WHAT YOU ARE ASKED TO DO: Reproduce word for word the lines below, from the very first one through the line containing "M 172 53 L 208 53 L 224", inclusive.

STORED ROWS:
________________________________________

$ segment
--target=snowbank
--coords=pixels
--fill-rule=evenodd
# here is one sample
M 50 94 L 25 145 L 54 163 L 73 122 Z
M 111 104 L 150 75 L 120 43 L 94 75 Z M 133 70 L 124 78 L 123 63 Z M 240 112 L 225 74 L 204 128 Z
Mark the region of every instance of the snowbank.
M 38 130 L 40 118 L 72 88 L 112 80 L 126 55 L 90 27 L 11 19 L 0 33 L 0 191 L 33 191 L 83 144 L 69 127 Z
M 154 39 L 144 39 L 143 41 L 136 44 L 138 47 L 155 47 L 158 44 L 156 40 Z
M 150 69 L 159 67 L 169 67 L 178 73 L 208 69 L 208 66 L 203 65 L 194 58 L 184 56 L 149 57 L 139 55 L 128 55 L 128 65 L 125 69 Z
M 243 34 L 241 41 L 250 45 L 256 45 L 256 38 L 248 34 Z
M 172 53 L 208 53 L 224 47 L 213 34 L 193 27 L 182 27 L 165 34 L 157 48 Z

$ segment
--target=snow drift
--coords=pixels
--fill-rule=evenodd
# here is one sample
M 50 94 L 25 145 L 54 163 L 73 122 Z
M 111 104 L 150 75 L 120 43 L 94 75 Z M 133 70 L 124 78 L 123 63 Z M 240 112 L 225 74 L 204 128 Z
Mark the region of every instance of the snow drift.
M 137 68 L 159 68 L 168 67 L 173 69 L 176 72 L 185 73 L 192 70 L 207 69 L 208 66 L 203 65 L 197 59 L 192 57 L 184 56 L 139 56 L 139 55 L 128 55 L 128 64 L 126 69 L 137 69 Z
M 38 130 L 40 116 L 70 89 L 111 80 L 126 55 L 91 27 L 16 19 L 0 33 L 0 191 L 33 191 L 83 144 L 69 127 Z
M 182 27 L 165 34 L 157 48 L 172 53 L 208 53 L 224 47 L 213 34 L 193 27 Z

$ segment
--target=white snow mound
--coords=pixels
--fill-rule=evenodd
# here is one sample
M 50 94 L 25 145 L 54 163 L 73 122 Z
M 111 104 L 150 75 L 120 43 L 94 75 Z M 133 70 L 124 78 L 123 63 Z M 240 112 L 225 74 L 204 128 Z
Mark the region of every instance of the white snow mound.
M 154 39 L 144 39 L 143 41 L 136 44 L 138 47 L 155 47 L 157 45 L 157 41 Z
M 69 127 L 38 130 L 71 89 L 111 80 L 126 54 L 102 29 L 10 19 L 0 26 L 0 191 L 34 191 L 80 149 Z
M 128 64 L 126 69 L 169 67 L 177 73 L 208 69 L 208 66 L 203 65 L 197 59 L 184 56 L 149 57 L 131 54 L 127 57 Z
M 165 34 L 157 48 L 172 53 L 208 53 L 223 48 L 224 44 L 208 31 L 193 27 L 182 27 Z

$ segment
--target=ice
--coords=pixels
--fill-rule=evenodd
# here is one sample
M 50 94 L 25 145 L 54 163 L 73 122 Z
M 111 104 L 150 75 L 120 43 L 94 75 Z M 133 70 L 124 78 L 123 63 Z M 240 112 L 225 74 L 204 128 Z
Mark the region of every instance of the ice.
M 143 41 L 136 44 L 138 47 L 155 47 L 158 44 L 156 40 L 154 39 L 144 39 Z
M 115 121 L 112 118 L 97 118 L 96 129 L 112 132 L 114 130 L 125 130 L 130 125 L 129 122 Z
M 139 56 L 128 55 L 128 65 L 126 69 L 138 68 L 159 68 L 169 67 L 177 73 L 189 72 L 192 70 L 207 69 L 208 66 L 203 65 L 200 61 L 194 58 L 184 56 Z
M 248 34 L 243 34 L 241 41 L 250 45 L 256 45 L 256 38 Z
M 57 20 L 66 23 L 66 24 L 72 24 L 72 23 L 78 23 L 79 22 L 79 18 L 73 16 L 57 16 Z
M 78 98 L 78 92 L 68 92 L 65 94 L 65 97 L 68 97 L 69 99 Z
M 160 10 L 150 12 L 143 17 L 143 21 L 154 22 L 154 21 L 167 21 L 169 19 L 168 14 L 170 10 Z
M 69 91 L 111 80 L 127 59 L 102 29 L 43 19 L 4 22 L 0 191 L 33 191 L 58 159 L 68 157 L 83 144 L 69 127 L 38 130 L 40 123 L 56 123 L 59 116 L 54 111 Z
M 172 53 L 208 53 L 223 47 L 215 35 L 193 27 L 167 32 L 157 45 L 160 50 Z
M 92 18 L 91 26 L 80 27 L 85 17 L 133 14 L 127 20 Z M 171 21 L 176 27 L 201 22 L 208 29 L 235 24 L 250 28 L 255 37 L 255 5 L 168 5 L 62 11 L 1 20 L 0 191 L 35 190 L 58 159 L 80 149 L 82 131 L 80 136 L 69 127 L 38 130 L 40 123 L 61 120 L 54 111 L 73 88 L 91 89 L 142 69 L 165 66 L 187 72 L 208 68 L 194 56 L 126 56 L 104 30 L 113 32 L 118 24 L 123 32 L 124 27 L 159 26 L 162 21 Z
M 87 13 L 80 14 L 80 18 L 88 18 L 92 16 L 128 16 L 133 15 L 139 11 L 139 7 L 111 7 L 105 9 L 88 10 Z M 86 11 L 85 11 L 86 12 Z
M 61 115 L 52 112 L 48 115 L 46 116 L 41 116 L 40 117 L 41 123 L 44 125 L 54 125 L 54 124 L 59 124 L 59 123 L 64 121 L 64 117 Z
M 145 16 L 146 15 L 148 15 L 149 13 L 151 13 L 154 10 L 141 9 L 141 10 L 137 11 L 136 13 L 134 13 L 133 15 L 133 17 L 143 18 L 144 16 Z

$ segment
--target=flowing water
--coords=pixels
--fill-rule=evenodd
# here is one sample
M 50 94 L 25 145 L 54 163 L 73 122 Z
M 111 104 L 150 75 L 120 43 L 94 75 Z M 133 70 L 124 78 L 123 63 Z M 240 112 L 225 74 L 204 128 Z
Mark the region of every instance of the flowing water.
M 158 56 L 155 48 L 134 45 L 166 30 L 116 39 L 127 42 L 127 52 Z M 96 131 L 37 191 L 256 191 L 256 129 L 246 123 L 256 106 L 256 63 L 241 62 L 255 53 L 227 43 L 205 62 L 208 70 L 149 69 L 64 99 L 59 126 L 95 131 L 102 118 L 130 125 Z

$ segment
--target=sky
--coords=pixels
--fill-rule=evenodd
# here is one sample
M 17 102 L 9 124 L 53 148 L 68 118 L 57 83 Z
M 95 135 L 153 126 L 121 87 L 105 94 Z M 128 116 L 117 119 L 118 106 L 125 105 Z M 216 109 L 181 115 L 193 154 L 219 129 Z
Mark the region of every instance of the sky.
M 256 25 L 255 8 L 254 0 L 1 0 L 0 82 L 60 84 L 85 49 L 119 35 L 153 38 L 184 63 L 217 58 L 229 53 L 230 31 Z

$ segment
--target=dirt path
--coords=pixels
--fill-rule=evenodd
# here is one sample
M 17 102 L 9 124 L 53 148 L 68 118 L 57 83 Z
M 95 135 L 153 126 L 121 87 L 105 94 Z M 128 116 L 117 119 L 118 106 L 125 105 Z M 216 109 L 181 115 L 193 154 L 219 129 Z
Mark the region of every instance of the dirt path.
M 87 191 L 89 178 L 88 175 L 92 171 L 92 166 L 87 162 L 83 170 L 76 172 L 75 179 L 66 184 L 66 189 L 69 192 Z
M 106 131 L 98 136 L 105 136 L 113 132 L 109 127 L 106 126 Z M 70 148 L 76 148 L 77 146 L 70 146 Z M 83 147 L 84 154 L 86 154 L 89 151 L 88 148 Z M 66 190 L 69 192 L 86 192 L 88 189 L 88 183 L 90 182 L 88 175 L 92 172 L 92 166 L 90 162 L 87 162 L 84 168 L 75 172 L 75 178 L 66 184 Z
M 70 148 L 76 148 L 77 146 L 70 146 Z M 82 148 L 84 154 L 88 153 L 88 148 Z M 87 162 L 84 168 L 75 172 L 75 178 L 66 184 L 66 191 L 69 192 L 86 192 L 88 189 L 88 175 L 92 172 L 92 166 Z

________________________________________

THE SOLUTION:
$ segment
--target=snowbank
--coords=pixels
--fill-rule=evenodd
# here is one sample
M 50 94 L 25 145 L 54 163 L 73 122 Z
M 111 104 L 150 75 L 120 43 L 94 75 Z M 133 70 L 124 78 L 123 63 Z M 240 112 L 225 74 L 204 128 Z
Mark the region of every instance of the snowbank.
M 38 130 L 40 118 L 72 88 L 112 80 L 126 55 L 90 27 L 11 19 L 0 33 L 0 191 L 33 191 L 83 144 L 69 127 Z
M 154 39 L 144 39 L 143 41 L 136 44 L 138 47 L 155 47 L 158 44 L 156 40 Z
M 150 69 L 159 67 L 169 67 L 178 73 L 208 69 L 208 66 L 203 65 L 194 58 L 184 56 L 149 57 L 139 55 L 128 55 L 128 65 L 125 69 Z
M 243 34 L 241 41 L 250 45 L 256 45 L 256 38 L 248 34 Z
M 172 53 L 208 53 L 224 47 L 213 34 L 193 27 L 182 27 L 165 34 L 157 48 Z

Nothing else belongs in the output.